[DATASET ENTRIES]:
········

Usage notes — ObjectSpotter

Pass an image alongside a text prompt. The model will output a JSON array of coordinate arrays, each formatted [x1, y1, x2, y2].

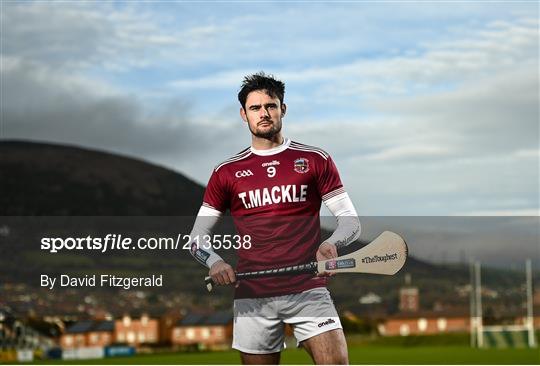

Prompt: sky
[[0, 0, 540, 266]]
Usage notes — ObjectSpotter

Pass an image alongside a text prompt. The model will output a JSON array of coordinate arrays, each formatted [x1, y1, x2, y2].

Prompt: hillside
[[0, 141, 521, 318], [0, 141, 204, 216]]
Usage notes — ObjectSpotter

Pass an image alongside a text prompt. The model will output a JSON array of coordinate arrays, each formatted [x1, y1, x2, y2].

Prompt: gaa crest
[[294, 158, 309, 174]]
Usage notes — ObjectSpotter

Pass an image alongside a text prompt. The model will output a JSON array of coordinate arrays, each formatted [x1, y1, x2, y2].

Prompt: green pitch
[[27, 346, 540, 364]]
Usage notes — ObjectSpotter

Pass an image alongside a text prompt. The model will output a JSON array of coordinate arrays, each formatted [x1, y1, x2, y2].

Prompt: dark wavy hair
[[238, 71, 285, 109]]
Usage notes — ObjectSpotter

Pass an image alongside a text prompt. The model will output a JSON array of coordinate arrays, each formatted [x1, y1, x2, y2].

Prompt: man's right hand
[[208, 260, 236, 285]]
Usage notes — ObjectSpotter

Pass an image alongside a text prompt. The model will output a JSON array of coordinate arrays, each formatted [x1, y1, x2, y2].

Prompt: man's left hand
[[315, 242, 337, 277]]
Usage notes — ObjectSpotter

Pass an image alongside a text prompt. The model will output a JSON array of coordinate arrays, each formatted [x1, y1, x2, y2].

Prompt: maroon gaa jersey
[[203, 139, 345, 298]]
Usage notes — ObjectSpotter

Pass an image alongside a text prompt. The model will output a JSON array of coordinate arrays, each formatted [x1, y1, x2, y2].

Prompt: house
[[171, 311, 233, 349], [114, 314, 159, 347], [377, 309, 470, 336], [60, 320, 114, 349]]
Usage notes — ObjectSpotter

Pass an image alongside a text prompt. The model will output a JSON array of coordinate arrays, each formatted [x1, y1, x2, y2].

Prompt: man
[[191, 72, 360, 364]]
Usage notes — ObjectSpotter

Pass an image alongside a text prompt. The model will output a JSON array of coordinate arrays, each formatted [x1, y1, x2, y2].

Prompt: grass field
[[26, 346, 540, 364]]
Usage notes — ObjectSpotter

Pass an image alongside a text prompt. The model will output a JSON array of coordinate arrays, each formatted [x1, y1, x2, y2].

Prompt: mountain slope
[[0, 141, 204, 216]]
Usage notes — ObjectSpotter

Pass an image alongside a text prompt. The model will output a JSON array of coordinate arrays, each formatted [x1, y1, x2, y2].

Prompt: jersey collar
[[250, 137, 291, 156]]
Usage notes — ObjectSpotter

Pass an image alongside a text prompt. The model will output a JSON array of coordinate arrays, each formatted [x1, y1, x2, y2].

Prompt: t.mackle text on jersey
[[238, 184, 308, 209]]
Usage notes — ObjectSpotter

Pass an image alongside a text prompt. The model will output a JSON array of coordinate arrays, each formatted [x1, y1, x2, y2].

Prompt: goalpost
[[470, 259, 536, 348]]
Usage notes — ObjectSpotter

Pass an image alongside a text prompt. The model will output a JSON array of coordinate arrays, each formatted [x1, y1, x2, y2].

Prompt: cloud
[[2, 2, 540, 215], [2, 59, 247, 181]]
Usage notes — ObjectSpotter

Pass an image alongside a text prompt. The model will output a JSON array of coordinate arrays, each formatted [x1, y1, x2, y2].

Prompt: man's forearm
[[324, 193, 361, 249], [190, 205, 222, 268]]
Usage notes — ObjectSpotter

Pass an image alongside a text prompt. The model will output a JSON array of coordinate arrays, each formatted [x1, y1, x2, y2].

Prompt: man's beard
[[248, 118, 282, 140]]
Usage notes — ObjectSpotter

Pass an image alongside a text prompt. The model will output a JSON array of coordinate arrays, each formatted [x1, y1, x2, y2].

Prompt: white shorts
[[232, 287, 342, 354]]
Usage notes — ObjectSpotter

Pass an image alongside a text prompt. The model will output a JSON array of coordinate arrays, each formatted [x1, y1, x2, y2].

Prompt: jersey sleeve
[[203, 169, 230, 212], [317, 156, 345, 201]]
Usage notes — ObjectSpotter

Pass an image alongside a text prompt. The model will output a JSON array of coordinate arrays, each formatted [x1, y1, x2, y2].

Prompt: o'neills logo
[[319, 319, 336, 328], [362, 253, 397, 263], [261, 160, 279, 168], [294, 158, 309, 174]]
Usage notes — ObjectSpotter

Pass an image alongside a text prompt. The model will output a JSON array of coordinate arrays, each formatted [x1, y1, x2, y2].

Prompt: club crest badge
[[294, 158, 309, 174]]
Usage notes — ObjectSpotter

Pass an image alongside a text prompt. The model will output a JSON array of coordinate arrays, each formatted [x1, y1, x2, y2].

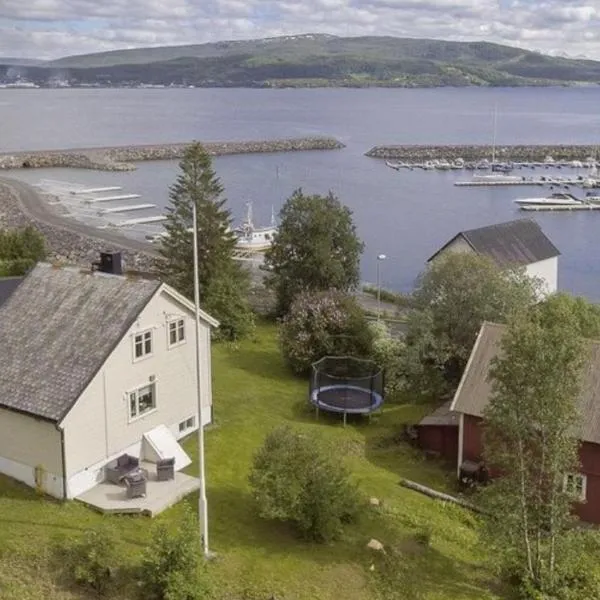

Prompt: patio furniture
[[104, 454, 140, 485], [156, 458, 175, 481], [124, 471, 146, 499]]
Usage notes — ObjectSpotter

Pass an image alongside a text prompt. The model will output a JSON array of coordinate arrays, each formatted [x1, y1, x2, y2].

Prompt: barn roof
[[427, 219, 560, 266], [0, 264, 161, 422], [451, 323, 600, 444]]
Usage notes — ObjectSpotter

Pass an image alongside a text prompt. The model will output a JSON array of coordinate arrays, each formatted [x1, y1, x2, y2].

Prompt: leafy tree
[[404, 252, 539, 395], [0, 226, 46, 277], [157, 143, 253, 339], [279, 290, 373, 375], [265, 189, 364, 316], [141, 507, 209, 600], [250, 426, 360, 542], [484, 309, 586, 597]]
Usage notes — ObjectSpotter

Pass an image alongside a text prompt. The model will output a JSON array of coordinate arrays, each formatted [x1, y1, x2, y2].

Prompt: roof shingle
[[0, 264, 160, 422], [452, 323, 600, 444], [429, 219, 560, 267]]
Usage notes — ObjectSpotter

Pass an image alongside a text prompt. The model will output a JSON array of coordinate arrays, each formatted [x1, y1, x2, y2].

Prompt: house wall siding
[[63, 292, 212, 497], [0, 409, 63, 498], [525, 256, 558, 297]]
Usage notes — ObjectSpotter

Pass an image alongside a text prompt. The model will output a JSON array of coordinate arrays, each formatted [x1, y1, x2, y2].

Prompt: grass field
[[0, 325, 503, 600]]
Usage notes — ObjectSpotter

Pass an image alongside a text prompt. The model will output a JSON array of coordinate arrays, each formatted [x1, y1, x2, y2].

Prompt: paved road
[[0, 176, 157, 256]]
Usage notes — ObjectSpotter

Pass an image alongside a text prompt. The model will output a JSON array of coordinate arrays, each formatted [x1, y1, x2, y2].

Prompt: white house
[[427, 219, 560, 296], [0, 264, 218, 498]]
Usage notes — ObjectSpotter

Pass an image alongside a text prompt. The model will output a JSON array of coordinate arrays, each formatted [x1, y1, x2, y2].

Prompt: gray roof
[[452, 323, 600, 444], [419, 400, 458, 426], [429, 219, 560, 267], [0, 264, 160, 422], [0, 277, 23, 306]]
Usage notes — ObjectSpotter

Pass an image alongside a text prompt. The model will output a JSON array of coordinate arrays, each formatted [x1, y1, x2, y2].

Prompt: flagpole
[[192, 200, 209, 557]]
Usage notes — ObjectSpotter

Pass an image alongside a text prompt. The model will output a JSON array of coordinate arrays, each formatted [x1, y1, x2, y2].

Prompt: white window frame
[[125, 380, 158, 423], [563, 473, 587, 502], [133, 328, 154, 362], [167, 317, 187, 350]]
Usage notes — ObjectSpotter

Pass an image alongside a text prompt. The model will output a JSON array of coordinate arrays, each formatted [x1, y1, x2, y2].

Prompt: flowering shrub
[[279, 290, 373, 375]]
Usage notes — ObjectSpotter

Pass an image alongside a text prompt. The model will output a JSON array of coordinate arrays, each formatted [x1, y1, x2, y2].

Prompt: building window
[[169, 319, 185, 347], [133, 331, 152, 360], [179, 417, 196, 433], [129, 383, 156, 420], [564, 473, 587, 502]]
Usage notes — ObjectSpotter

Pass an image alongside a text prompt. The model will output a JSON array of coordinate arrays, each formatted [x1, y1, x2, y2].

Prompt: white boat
[[514, 192, 583, 206], [234, 202, 277, 252]]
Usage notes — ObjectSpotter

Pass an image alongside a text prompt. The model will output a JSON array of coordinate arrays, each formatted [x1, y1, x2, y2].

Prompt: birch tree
[[483, 304, 587, 594]]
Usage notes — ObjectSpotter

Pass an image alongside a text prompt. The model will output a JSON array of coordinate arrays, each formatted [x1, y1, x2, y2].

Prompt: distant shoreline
[[0, 137, 344, 171]]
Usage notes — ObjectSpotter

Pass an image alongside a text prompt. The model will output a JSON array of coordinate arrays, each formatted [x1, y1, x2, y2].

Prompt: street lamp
[[377, 254, 387, 321]]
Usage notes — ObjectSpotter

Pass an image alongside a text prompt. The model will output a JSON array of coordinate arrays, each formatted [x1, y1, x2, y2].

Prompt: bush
[[279, 290, 373, 375], [65, 529, 118, 595], [369, 321, 406, 401], [250, 427, 360, 542], [141, 509, 208, 600]]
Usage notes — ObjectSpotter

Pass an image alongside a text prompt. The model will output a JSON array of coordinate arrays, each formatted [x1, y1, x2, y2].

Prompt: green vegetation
[[250, 426, 362, 542], [265, 190, 364, 316], [0, 227, 46, 277], [10, 34, 600, 87], [484, 308, 584, 598], [0, 326, 506, 600], [156, 138, 254, 340], [279, 291, 374, 375]]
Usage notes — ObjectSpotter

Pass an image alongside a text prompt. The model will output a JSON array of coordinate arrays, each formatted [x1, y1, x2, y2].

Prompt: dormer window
[[169, 319, 185, 348], [133, 330, 152, 360]]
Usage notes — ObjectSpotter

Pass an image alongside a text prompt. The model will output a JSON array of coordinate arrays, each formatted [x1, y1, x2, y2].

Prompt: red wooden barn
[[416, 400, 458, 463], [451, 323, 600, 523]]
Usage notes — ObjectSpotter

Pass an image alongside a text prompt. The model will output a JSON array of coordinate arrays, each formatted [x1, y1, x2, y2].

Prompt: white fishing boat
[[234, 202, 277, 252], [514, 192, 584, 206]]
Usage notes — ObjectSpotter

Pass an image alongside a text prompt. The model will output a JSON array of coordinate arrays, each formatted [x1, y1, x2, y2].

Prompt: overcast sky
[[0, 0, 600, 59]]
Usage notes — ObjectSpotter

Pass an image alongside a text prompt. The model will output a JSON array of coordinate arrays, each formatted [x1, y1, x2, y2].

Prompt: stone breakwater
[[0, 137, 344, 171], [366, 144, 597, 163], [0, 181, 155, 272]]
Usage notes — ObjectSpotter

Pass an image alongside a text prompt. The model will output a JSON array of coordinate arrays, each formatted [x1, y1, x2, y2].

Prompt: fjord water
[[0, 87, 600, 300]]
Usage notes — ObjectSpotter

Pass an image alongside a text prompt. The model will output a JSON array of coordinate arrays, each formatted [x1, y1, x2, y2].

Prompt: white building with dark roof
[[427, 219, 560, 295], [0, 264, 218, 498]]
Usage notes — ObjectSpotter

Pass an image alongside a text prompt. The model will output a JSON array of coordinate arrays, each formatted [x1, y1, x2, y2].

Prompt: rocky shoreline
[[0, 181, 156, 273], [365, 144, 597, 164], [0, 137, 344, 171]]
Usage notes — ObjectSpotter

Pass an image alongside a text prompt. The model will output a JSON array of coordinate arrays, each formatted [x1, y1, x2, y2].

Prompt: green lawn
[[0, 326, 501, 600]]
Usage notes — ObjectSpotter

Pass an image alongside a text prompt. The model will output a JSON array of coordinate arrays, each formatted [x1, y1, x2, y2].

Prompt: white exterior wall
[[525, 256, 558, 297], [62, 292, 212, 498], [0, 409, 63, 498]]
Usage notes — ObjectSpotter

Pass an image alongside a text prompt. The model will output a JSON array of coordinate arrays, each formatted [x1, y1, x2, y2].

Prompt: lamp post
[[192, 201, 209, 558], [377, 254, 387, 321]]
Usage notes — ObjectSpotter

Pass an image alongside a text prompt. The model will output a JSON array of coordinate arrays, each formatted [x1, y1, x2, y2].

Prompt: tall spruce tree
[[265, 189, 364, 316], [483, 303, 589, 598], [157, 143, 253, 339]]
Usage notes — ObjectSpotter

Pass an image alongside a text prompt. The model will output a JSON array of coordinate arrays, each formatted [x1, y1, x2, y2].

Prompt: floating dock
[[454, 179, 548, 187], [84, 194, 142, 204], [71, 185, 123, 196], [98, 204, 156, 215], [519, 203, 600, 212], [116, 215, 167, 227]]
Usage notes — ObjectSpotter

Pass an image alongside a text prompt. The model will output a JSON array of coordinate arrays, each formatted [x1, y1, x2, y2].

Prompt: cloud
[[0, 0, 600, 60]]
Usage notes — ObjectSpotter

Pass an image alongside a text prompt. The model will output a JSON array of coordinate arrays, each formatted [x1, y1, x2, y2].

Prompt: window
[[564, 473, 587, 502], [133, 331, 152, 360], [179, 417, 196, 433], [129, 383, 156, 421], [169, 319, 185, 347]]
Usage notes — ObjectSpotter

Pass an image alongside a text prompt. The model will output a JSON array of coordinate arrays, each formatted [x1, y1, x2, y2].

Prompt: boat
[[514, 192, 584, 206], [233, 202, 277, 252]]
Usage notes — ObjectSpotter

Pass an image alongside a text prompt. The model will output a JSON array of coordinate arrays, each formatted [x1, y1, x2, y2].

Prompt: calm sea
[[0, 88, 600, 300]]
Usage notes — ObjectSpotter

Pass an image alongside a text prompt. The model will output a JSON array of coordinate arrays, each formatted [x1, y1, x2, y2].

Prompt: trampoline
[[310, 356, 383, 424]]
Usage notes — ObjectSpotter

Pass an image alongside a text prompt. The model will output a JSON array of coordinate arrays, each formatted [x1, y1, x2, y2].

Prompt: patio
[[76, 461, 200, 517]]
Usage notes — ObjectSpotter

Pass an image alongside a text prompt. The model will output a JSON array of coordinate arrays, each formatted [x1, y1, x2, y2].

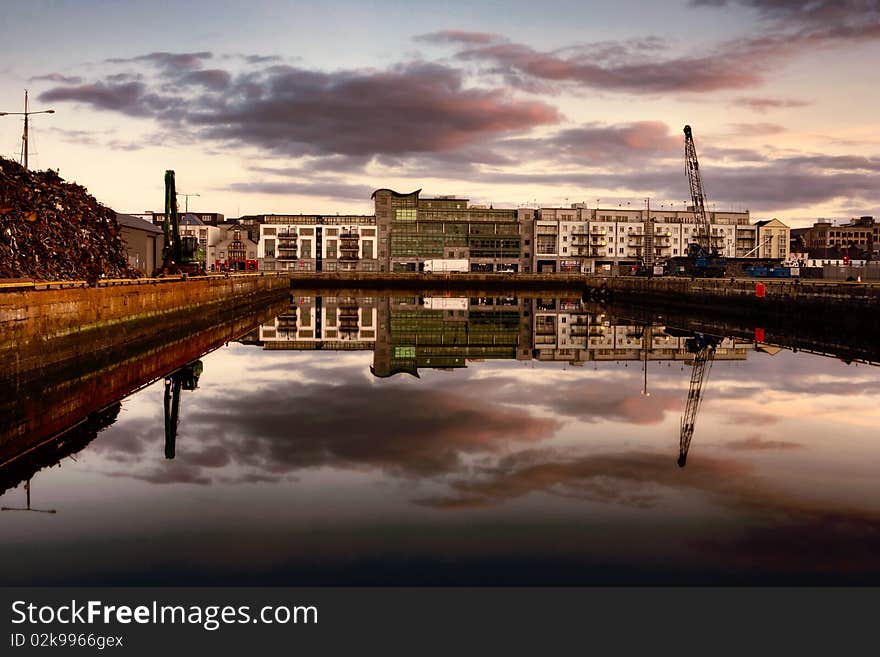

········

Extract every line of the listing above that contains the string "green", treating uppercase and lowercase as different.

[EXPECTED ANSWER]:
Prompt: green pitch
Prompt: green vegetation
Prompt: green lawn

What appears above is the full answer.